Work required: Starting with the line that contains "Each instance receives one point. Mark the light" and ending with the last line below, reproduce those lines as a numbered list and omit any blank lines.

Material shown:
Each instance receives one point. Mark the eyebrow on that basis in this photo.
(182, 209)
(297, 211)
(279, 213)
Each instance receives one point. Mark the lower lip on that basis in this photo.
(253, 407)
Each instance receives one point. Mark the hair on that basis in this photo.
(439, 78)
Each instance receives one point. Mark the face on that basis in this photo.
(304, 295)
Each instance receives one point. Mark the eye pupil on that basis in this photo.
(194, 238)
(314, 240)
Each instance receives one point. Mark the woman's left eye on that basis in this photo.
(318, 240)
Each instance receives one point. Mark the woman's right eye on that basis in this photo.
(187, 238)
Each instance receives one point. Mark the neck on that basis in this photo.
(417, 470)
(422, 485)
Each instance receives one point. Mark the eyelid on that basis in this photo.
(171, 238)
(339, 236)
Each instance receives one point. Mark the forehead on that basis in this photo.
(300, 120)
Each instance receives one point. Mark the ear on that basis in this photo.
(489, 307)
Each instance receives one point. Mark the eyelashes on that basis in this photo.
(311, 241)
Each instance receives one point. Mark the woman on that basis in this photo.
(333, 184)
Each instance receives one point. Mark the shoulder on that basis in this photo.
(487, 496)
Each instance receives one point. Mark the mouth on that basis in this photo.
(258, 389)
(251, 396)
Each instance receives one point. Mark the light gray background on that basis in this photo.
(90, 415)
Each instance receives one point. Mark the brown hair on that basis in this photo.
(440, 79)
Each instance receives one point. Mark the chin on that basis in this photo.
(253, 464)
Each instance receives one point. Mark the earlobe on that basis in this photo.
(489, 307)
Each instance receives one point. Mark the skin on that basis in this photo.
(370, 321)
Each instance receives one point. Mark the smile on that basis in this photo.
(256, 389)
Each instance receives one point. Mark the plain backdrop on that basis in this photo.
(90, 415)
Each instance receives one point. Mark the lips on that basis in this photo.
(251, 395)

Task result:
1. Each instance receives one point. Mark the light gray background on that basis in this photo.
2. (90, 415)
3. Each instance receives one point. Mark the brown hair on that basis in this photo.
4. (440, 79)
5. Each instance receives one point. Mark the chin on that basis in this photo.
6. (253, 464)
7. Each instance receives one point. Mark the earlobe on that basis in this photo.
8. (489, 307)
9. Each instance receives one point. Mark the skin on that basis in this photo.
10. (370, 321)
11. Each instance receives one point. Mark the smile on that basis in this photo.
12. (256, 389)
13. Each instance receives one point. Mark the plain backdrop on that basis in this photo.
14. (90, 415)
15. Each instance receives one point. Mark the lips on that basis in this photo.
16. (251, 395)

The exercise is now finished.